_REQUIRED ACTION A_: In the listing, rewrite the part that opens with its first line and closes with the line containing "box: [539, 284, 546, 317]", replacing "approximate" with "rough" and keeping everything else unchanged.

_GIVEN PASSAGE_:
- Born: November 30 Katwa, Purba Bardhaman, West Bengal
- Occupations: Actress; Dancer; Singer;
- Years active: 2019–present
- Known for: Trinayani; Desher Maati; Jowar Bhanta;

= Shruti Das =

Indian actress

Shruti Das is an Indian film and television actress. She is best known for the daily television soaps Trinayani, Desher Maati and Jowar Bhanta. Das made her debut with Trinayani, in the lead role. It was streamed on Zee Bangla. It was followed with Desher Maati streamed on Star Jalsha. She played the principal antagonist in Jowar Bhata, which was aired on Zee Bangla.

She made her film debut with the Shiboprosad – Nandita directorial Aamar Boss (2024). She made her web debut with Dainee (2025). She has been acclaimed by the audience for her portrayal as Goddess Kali in various shows.

_AVAILABLE DATA_:
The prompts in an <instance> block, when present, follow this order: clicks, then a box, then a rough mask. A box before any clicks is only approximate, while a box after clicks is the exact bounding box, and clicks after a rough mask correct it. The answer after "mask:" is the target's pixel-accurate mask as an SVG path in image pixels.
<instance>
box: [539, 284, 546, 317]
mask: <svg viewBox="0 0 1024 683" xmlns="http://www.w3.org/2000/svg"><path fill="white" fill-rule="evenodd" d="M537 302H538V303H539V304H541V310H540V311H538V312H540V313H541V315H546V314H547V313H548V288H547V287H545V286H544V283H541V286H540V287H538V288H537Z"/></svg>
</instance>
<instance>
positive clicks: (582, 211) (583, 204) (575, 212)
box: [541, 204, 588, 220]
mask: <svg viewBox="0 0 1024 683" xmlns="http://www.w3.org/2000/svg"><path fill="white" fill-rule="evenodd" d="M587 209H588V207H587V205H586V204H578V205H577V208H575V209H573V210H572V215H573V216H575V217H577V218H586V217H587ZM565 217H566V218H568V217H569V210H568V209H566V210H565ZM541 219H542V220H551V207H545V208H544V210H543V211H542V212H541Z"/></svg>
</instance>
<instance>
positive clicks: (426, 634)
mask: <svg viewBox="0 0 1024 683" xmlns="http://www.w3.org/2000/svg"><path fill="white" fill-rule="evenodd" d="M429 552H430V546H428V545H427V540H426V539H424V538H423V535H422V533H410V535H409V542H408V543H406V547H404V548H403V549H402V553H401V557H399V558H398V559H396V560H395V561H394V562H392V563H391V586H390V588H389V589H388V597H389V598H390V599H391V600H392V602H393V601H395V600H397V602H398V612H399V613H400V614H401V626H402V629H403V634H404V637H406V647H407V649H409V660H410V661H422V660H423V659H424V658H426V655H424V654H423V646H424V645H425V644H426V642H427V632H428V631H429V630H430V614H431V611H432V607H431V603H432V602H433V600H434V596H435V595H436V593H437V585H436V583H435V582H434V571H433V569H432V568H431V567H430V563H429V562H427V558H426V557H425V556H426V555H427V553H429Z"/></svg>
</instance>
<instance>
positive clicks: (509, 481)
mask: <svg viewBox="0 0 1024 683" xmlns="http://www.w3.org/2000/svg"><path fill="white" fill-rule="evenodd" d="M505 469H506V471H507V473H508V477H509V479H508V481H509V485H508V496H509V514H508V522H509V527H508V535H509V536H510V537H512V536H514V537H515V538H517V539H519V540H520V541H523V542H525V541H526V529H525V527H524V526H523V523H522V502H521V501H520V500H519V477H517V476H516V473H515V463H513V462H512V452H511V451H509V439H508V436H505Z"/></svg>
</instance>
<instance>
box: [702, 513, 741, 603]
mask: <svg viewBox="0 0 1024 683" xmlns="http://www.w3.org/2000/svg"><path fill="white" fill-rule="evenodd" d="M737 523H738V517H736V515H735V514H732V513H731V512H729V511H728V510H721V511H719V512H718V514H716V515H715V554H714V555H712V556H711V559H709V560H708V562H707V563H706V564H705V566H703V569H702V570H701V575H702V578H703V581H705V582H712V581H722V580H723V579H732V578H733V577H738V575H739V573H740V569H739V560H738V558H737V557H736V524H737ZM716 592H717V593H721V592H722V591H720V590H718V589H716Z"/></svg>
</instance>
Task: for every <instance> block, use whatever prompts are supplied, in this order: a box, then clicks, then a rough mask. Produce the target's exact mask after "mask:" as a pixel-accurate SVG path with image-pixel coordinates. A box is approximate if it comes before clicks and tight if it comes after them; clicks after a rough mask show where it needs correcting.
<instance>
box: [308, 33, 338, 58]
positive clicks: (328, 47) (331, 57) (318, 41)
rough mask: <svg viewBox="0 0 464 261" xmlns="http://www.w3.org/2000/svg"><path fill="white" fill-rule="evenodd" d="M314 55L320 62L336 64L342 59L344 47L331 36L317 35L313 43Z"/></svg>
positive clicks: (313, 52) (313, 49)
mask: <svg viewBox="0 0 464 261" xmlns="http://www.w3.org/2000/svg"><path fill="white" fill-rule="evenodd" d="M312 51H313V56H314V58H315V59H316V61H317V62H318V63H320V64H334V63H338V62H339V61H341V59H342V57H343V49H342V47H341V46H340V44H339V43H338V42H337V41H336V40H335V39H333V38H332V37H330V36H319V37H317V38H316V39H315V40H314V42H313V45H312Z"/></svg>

_REQUIRED ACTION B_: Reproduce word for word the part of the passage on Shruti Das that opens with the words "Shruti Das is" and closes with "aired on Zee Bangla.".

_EXERCISE RESPONSE A_:
The prompts in an <instance> block, when present, follow this order: clicks, then a box, then a rough mask. A box before any clicks is only rough, while a box after clicks is the exact bounding box, and clicks after a rough mask correct it. The answer after "mask:" is the target's pixel-accurate mask as an SVG path in image pixels.
<instance>
box: [539, 284, 546, 317]

_EXERCISE RESPONSE B_:
Shruti Das is an Indian film and television actress. She is best known for the daily television soaps Trinayani, Desher Maati and Jowar Bhanta. Das made her debut with Trinayani, in the lead role. It was streamed on Zee Bangla. It was followed with Desher Maati streamed on Star Jalsha. She played the principal antagonist in Jowar Bhata, which was aired on Zee Bangla.